#### [Requirement]
Quote every one of the rows below word for word, and leave the pictures out.
** start Provided data **
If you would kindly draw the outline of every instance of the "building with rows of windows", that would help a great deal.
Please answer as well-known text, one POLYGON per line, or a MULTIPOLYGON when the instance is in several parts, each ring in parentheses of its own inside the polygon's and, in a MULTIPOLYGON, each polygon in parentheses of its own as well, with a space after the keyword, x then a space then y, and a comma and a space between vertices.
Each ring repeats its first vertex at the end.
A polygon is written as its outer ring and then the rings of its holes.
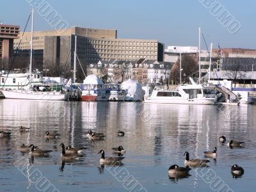
MULTIPOLYGON (((29 55, 30 35, 30 32, 24 33, 20 46, 21 36, 14 41, 17 54, 29 55)), ((116 30, 72 27, 34 32, 34 56, 39 62, 37 68, 42 70, 44 65, 62 65, 72 68, 76 36, 77 56, 83 65, 111 60, 135 61, 146 58, 163 61, 164 45, 157 40, 120 39, 117 38, 116 30)))

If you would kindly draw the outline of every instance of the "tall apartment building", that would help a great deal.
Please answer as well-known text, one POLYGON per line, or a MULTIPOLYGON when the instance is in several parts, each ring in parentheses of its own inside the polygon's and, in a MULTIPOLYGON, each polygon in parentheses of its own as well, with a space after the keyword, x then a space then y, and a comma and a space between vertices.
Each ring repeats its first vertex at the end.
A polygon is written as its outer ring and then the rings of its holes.
MULTIPOLYGON (((138 60, 143 58, 163 60, 164 45, 157 40, 118 39, 116 30, 72 27, 34 32, 33 49, 35 55, 42 58, 39 68, 42 69, 43 64, 54 64, 69 65, 72 68, 76 36, 77 55, 84 65, 112 59, 138 60)), ((30 33, 25 33, 19 47, 19 40, 15 41, 14 48, 19 51, 17 52, 26 54, 29 49, 30 33)))
POLYGON ((20 27, 0 24, 0 63, 2 68, 13 54, 13 39, 18 38, 20 27))

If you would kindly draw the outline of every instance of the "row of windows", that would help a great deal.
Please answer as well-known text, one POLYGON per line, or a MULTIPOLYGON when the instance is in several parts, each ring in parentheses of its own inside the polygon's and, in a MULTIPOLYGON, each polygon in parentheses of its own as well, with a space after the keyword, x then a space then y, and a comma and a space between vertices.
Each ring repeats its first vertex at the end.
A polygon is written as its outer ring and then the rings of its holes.
POLYGON ((124 42, 124 41, 106 41, 97 40, 89 40, 90 43, 99 44, 110 45, 144 45, 144 46, 157 46, 157 42, 124 42))
POLYGON ((157 97, 181 97, 180 93, 176 92, 158 92, 157 97))
MULTIPOLYGON (((95 52, 93 49, 88 49, 91 52, 95 52)), ((157 54, 157 51, 115 51, 115 50, 104 50, 104 49, 96 49, 97 52, 99 53, 122 53, 122 54, 157 54)))
POLYGON ((95 49, 136 49, 136 50, 157 50, 157 47, 148 47, 148 46, 144 46, 144 47, 139 47, 139 46, 109 46, 109 45, 102 45, 102 44, 99 45, 93 45, 95 49))

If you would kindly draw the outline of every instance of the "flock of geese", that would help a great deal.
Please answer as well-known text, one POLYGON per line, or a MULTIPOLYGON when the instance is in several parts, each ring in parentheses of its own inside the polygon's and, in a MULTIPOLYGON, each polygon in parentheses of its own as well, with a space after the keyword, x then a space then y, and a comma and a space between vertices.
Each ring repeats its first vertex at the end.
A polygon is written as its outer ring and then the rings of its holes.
** end Provided data **
#### [Problem solution]
If you would kindly draw the outline of every instance of the "building with rows of windows", that would help a great deal.
Please answer as well-known text, one POLYGON per line, or a MULTIPOLYGON when the instance is in several parts, each ring in parentheses of its own inside the polygon's and, in a MULTIPOLYGON, each polygon in parentheses of its own as well, with a space after the keyword, x then a space then y, and a comma and a space between vertices.
Each ring repeats its first vertex at the end.
A polygon is written as its outer ring and then the rings of its holes.
MULTIPOLYGON (((29 55, 30 35, 30 32, 24 33, 20 46, 21 36, 14 41, 17 54, 29 55)), ((116 30, 72 27, 34 32, 34 56, 39 62, 37 68, 42 70, 44 65, 62 65, 72 68, 76 36, 77 56, 83 65, 111 60, 135 61, 146 58, 163 61, 164 45, 157 40, 120 39, 117 38, 116 30)))

If you would kindly draw the outline of every instance of the "tall apartment building", that would help a great deal.
Please answer as well-known text, one POLYGON per line, or a MULTIPOLYGON when the instance is in several parts, each ring in parentheses of its own inside the polygon's and, in a MULTIPOLYGON, each polygon in parentheses of its own as well, with a space after the keyword, x then a space then y, and a comma and a space between vertices.
Each ring repeats its first vertex at the end.
A polygon is written as its outer ring and then the rings of its holes.
MULTIPOLYGON (((138 60, 143 58, 163 60, 164 45, 157 40, 118 39, 116 30, 72 27, 34 32, 33 49, 35 55, 42 58, 39 68, 42 69, 43 64, 54 64, 69 65, 72 68, 76 36, 77 55, 84 65, 112 59, 138 60)), ((30 33, 25 33, 19 47, 19 40, 15 41, 14 48, 19 51, 17 52, 26 54, 29 49, 30 33)))
POLYGON ((20 27, 0 24, 0 63, 2 68, 13 54, 13 39, 18 38, 20 27))

If you would kindly draw the outline of every instance of the "row of windows", that would help a great deal.
Please answer as well-known text, one POLYGON per line, or a MULTIPOLYGON when the instance is in several parts, each ring in parentheses of its own inside the polygon's and, in a MULTIPOLYGON, each polygon in parentheses of its own as well, with a space after the keyword, x then a space then y, and a comma and a space between vertices.
Each ring repeats its first vertex at the end.
A polygon is written as its outer ring and then the rings of its holes.
POLYGON ((124 42, 124 41, 106 41, 97 40, 89 40, 90 43, 99 44, 110 45, 144 45, 144 46, 157 46, 157 42, 124 42))
POLYGON ((157 97, 181 97, 180 93, 176 92, 158 92, 157 97))
MULTIPOLYGON (((95 52, 93 49, 88 49, 91 52, 95 52)), ((157 54, 157 51, 115 51, 115 50, 104 50, 104 49, 96 49, 97 52, 99 53, 122 53, 122 54, 157 54)))
POLYGON ((95 49, 136 49, 136 50, 157 50, 157 47, 148 47, 148 46, 144 46, 144 47, 139 47, 139 46, 109 46, 109 45, 102 45, 102 44, 99 45, 93 45, 95 49))

If you would kindly draw the outline of every instance of the "flock of geese", that would help a great deal.
Please answer as well-known text, one POLYGON per line, or a MULTIPOLYGON when the instance is in several parts, each ring in parentheses of its own inside the polygon's and, in a MULTIPOLYGON, each polygon in parentheses of its own as well, with a space after the keyword, x then a space then y, and a comma and a space between vertices.
Each ring repeats its first vertex at the end.
A polygon is written as its outer ring and then the rings of its holes.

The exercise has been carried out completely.